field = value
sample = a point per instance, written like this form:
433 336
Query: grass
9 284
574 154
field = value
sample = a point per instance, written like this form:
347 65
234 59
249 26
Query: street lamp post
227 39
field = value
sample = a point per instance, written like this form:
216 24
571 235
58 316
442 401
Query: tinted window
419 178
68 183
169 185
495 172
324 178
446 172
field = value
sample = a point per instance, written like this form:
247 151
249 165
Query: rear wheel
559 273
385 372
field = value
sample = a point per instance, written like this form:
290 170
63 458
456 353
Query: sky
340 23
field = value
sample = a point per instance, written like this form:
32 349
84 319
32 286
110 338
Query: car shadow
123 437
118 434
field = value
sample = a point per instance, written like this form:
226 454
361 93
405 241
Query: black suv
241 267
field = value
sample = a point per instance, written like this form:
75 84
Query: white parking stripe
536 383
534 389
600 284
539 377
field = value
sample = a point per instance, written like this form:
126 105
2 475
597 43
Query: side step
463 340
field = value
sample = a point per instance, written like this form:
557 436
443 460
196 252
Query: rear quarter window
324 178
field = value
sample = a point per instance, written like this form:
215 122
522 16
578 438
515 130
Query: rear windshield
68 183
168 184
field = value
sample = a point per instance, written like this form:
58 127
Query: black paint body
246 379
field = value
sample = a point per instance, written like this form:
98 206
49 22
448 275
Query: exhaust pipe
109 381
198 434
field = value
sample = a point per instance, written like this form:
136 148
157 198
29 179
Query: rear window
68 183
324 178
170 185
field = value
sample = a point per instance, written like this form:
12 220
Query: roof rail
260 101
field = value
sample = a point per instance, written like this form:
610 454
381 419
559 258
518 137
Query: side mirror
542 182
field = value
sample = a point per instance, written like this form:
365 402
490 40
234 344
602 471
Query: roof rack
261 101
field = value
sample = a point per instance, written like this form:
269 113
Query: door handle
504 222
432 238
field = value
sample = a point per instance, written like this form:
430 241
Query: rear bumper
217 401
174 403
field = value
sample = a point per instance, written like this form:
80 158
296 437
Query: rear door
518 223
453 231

################

CHALLENGE:
Select every line in the records that contains the word "black". Case counts.

SOLUTION TO THE EXERCISE:
Query: black suv
Query: black paint body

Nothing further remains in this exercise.